## Stated goal:
Copy the records below verbatim, from the start of the records through the line containing "x=112 y=387", leaving the pictures out of your answer.

------

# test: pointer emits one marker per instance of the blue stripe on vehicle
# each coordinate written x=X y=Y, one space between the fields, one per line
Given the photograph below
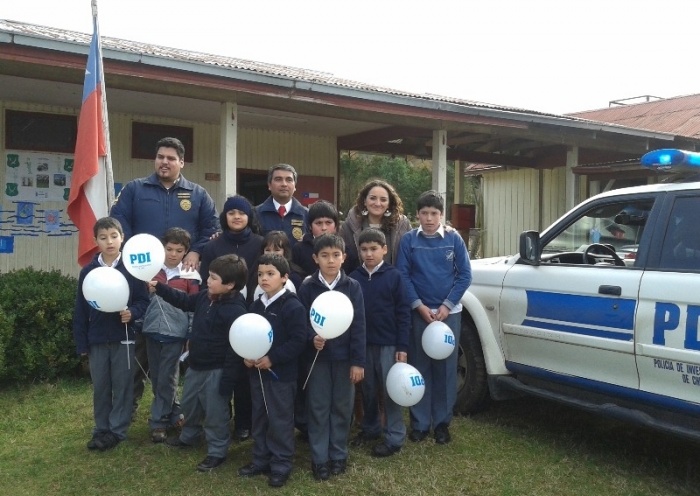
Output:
x=644 y=397
x=585 y=331
x=582 y=310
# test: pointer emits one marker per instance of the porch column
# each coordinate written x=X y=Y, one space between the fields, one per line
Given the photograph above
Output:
x=440 y=163
x=459 y=183
x=227 y=154
x=572 y=180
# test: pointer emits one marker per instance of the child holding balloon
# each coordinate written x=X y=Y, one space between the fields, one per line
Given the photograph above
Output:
x=434 y=266
x=102 y=334
x=165 y=329
x=340 y=359
x=387 y=341
x=273 y=391
x=215 y=309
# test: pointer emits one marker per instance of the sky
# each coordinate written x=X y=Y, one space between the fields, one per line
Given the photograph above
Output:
x=557 y=56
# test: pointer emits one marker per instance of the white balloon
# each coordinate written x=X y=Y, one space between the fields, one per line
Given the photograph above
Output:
x=106 y=289
x=250 y=336
x=143 y=256
x=258 y=290
x=438 y=340
x=404 y=384
x=331 y=314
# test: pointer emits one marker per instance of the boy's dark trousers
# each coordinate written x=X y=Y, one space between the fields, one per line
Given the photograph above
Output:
x=330 y=397
x=140 y=370
x=273 y=430
x=112 y=387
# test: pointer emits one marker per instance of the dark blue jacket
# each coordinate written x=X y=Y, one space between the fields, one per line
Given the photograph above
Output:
x=91 y=326
x=145 y=206
x=435 y=269
x=386 y=308
x=302 y=255
x=288 y=318
x=352 y=344
x=209 y=345
x=294 y=223
x=248 y=249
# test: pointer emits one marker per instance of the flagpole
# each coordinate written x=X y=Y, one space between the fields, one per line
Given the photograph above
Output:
x=105 y=116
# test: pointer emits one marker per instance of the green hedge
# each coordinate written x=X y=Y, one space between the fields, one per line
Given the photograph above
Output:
x=36 y=312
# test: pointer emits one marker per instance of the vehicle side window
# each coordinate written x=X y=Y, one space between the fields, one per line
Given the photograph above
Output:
x=618 y=226
x=681 y=246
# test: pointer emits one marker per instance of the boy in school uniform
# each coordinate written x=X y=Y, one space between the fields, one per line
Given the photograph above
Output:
x=387 y=341
x=321 y=218
x=434 y=265
x=215 y=308
x=273 y=385
x=100 y=335
x=339 y=365
x=165 y=329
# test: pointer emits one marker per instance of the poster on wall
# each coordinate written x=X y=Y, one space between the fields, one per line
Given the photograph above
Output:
x=37 y=176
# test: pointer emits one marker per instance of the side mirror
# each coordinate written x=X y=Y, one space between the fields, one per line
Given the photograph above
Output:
x=530 y=247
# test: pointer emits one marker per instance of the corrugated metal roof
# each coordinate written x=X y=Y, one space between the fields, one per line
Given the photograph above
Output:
x=287 y=72
x=679 y=115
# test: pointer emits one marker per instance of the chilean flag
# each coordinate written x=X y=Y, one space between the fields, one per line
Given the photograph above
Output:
x=92 y=184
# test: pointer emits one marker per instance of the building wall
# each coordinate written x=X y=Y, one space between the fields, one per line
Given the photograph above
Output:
x=519 y=200
x=34 y=246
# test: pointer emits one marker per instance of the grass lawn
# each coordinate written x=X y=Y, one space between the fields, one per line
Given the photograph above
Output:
x=523 y=447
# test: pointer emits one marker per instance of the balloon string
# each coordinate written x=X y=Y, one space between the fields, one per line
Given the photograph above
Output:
x=263 y=391
x=126 y=341
x=311 y=369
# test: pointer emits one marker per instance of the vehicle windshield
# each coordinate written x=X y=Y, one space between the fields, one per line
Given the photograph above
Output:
x=619 y=225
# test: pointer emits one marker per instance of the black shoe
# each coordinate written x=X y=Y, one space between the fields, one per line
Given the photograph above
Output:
x=417 y=436
x=363 y=437
x=320 y=471
x=277 y=479
x=383 y=450
x=241 y=434
x=252 y=470
x=107 y=441
x=92 y=443
x=442 y=434
x=174 y=442
x=338 y=466
x=210 y=463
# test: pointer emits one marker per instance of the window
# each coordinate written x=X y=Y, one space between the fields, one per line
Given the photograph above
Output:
x=145 y=136
x=681 y=247
x=619 y=226
x=40 y=132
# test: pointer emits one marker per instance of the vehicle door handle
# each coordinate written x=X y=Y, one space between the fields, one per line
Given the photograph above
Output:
x=611 y=290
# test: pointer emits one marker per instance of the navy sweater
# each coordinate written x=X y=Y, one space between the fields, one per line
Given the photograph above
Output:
x=302 y=255
x=91 y=326
x=351 y=345
x=435 y=269
x=388 y=315
x=247 y=247
x=212 y=319
x=287 y=316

------

## Response to this exercise:
# test: pointer emits one marker per instance of the blue stripe on vehicle
# each coordinate written x=X y=Y, one space between the fields, one per line
Given the photograph below
Output:
x=644 y=397
x=585 y=331
x=582 y=310
# test: pointer emits one marker per instance of the porch column
# each coordinate written x=X y=Y, one space between the fields, one per line
Given the photograph above
Output:
x=440 y=163
x=459 y=183
x=227 y=154
x=572 y=180
# test: pointer emits one marker per instance of the child holding balloon
# each coordinate written x=X y=Y, one space between the fields, one per line
Given the photograph above
Output:
x=434 y=266
x=102 y=334
x=165 y=329
x=340 y=359
x=387 y=341
x=273 y=391
x=215 y=309
# test: pointer emits one marker per instance of the sky
# each coordinate written x=X y=Y, one space between the fields, one per line
Given the photograph above
Output:
x=557 y=56
# test: pointer emits one marker per instance of the white balloon
# each coordinate written x=X y=Y, one space between the fields, one per line
Given the photograph above
Output:
x=106 y=289
x=250 y=336
x=143 y=256
x=258 y=290
x=438 y=340
x=404 y=384
x=331 y=314
# test: pointer emits one marker per instance of the boy's dark trousers
# each coordinate written x=X y=Y, one space between the fields, one per line
Given the photograph above
Output:
x=330 y=397
x=140 y=370
x=273 y=430
x=112 y=387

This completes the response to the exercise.